REQUIRED ACTIONS
A - Answer these three questions from the thread on two fixed charges:
(i) How far apart are the two fixed charges?
(ii) How far from the 1.0 x 10^-6 C charge is the third charge placed?
(iii) Is the equilibrium stable?
B - Translate into Spanish this sentence from the thread on two fixed charges: "Two fixed charges, +1.0 x 10^-6 C and -3.0 x 10^-6 C, are 10 cm apart."
C - Do these statements agree with the thread on two fixed charges? For each, answer yes or no and quote the words that decide it.
(i) The two given charges have opposite signs.
(ii) The electric field is zero at a position near the charge of larger magnitude.
(iii) After a small displacement, the force on the third charge moves it back toward its initial position.

START DOCUMENT EXTRACT

Question

Two fixed charges, +1.0 x 10^-6 C and -3.0 x 10^-6 C, are 10 cm apart. (a) Where may a third charge be located so that the net force acting on this charge is zero? (b) Is the equilibrium stable or not?

Answer 1

Part a)

the third charge will be placed at 13.66 cm on the other side of
`1.0 * 10^(-6) C` charge

Part b)

If the charge is displaced by small distance towards left or right the force on it will move it away from its initial position

so this is Not stable equilibrium

Step-by-step explanation:

Two charges are placed here on straight line are at 10 cm apart

here the two charges given are of opposite sign and hence the force on the third charge placed here on the same line will be zero where electric field is zero

Here electric field will be zero at the position near to the charge which is of small magnitude

so we will have

`(kq_1)/(r^2) = (kq_2)/((10 + r)^2)`

now we have

`((1 * 10^(-6)))/(r^2) = ((3* 10^(-6)))/((10+ r)^2)`

`10 + r = \sqrt3 r`

`r = (10)/(\sqrt3 - 1) = 13.66 cm`

so the third charge will be placed at 13.66 cm on the other side of
`1.0 * 10^(-6) C` charge

Part b)

If the charge is displaced by small distance towards left or right the force on it will move it away from its initial position

so this is Not stable equilibrium

END DOCUMENT EXTRACT
START ENTRIES PROVIDED

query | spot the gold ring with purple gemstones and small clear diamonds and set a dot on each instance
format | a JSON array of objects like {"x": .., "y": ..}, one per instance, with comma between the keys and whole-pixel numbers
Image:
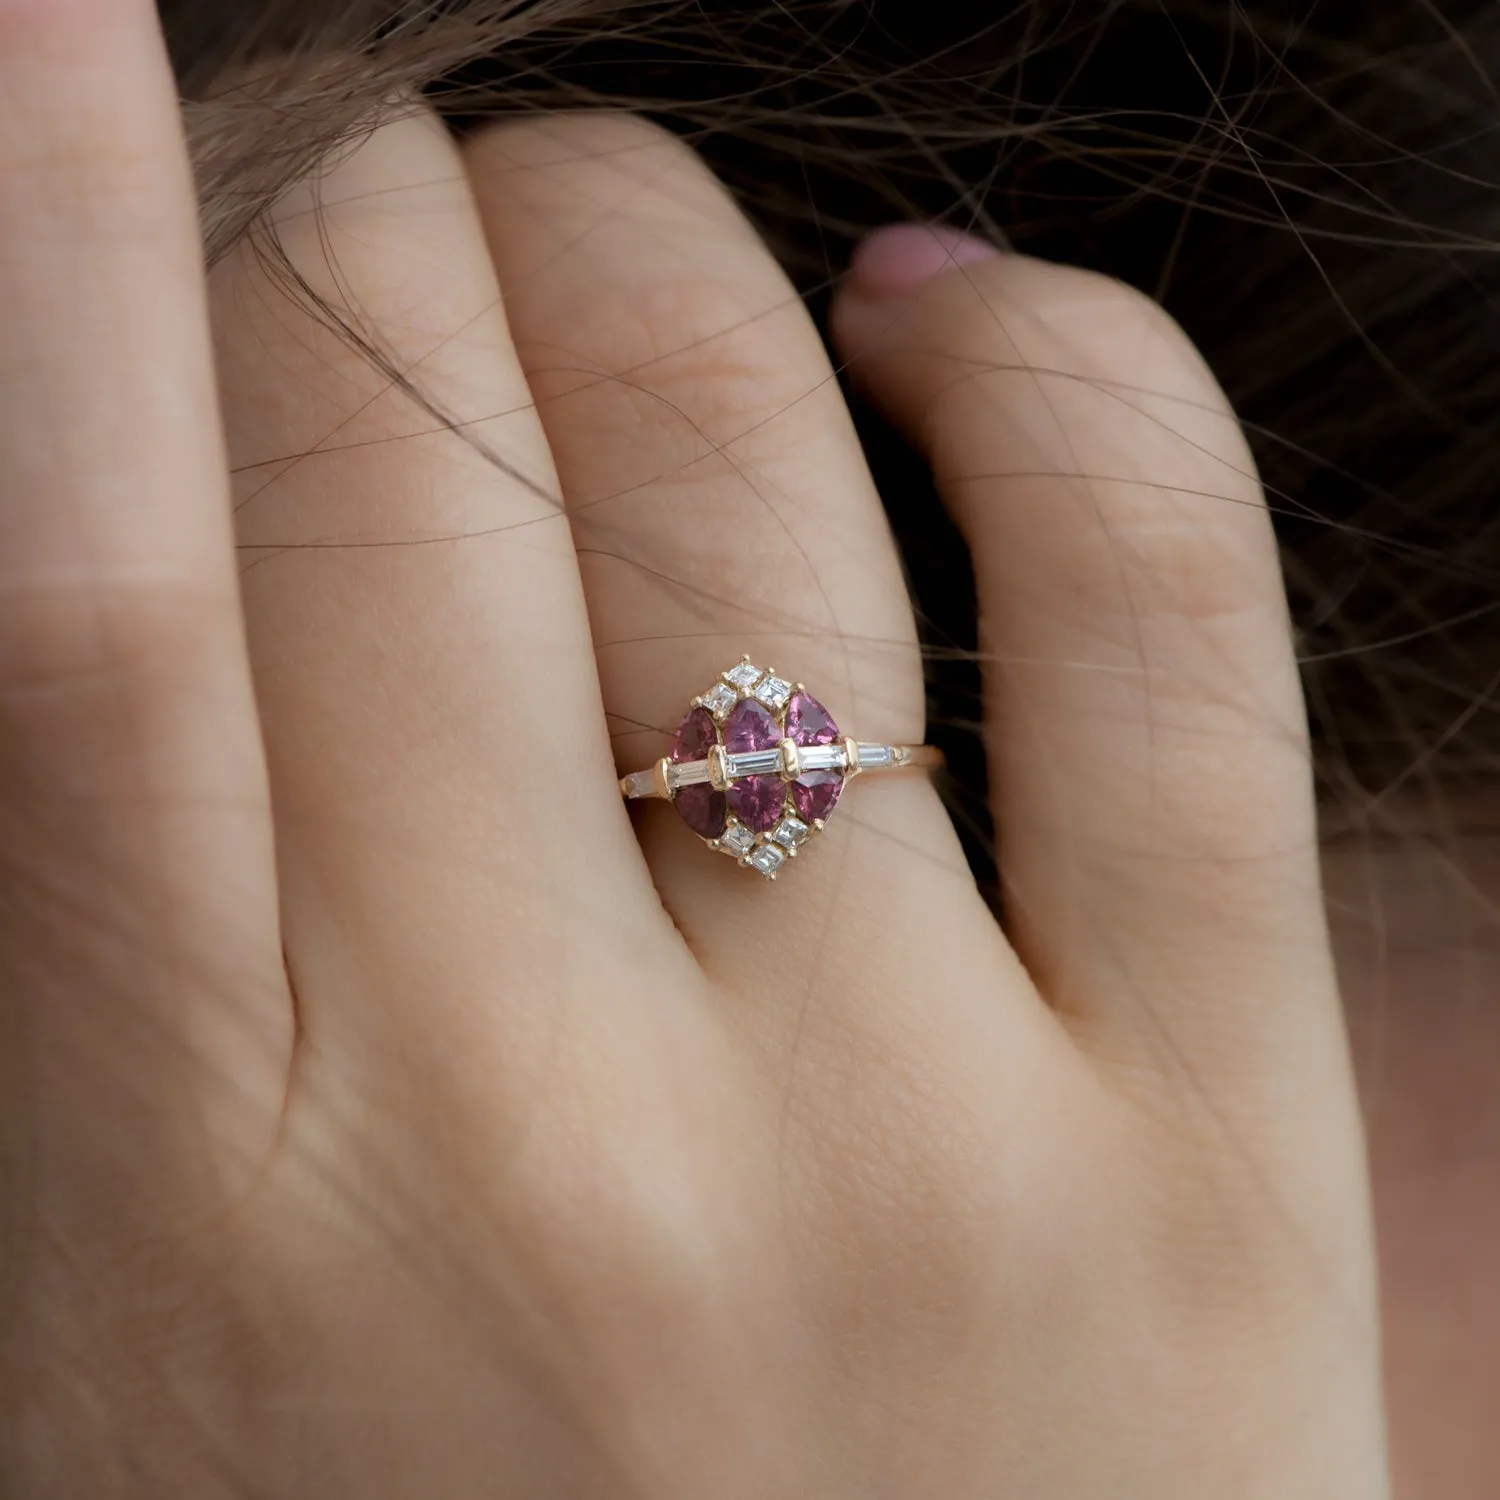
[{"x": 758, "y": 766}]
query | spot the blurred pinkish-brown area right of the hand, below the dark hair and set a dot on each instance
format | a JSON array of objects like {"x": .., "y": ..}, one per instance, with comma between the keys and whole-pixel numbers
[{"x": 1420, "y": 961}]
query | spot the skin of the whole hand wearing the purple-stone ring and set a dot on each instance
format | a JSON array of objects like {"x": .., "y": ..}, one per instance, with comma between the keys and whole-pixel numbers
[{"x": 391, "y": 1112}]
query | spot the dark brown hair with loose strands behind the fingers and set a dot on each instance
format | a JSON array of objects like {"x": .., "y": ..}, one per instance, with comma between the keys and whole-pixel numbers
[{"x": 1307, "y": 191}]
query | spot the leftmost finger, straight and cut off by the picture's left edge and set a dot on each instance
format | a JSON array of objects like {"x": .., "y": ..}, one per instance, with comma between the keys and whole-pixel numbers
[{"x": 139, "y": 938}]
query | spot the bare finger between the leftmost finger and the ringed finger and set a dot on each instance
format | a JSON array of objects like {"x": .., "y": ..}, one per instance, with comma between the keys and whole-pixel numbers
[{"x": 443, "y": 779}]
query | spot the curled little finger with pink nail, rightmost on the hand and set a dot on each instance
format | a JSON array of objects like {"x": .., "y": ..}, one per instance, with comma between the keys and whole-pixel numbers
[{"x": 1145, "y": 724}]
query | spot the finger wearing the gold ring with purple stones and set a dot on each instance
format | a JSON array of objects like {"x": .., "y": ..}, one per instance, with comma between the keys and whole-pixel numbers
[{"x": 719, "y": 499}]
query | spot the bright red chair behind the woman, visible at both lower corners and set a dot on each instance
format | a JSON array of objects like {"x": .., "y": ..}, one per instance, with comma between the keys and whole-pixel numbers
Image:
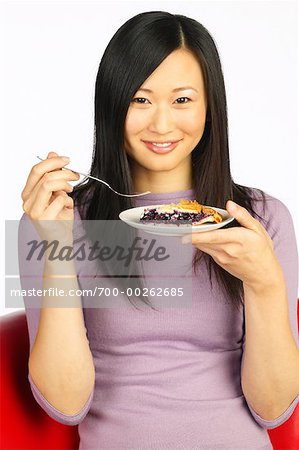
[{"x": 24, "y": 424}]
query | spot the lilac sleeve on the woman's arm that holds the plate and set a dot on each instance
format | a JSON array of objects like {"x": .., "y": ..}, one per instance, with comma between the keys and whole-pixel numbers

END ENTRIES PROVIDED

PER-TASK OUTPUTS
A -
(i) 10 cm
(ii) 13.66 cm, on the other side of that charge
(iii) No, it is not stable.

B - Dos cargas fijas, +1.0 x 10^-6 C y -3.0 x 10^-6 C, están separadas 10 cm.

C -
(i) Yes: "here the two charges given are of opposite sign"
(ii) No: "Here electric field will be zero at the position near to the charge which is of small magnitude"
(iii) No: "the force on it will move it away from its initial position"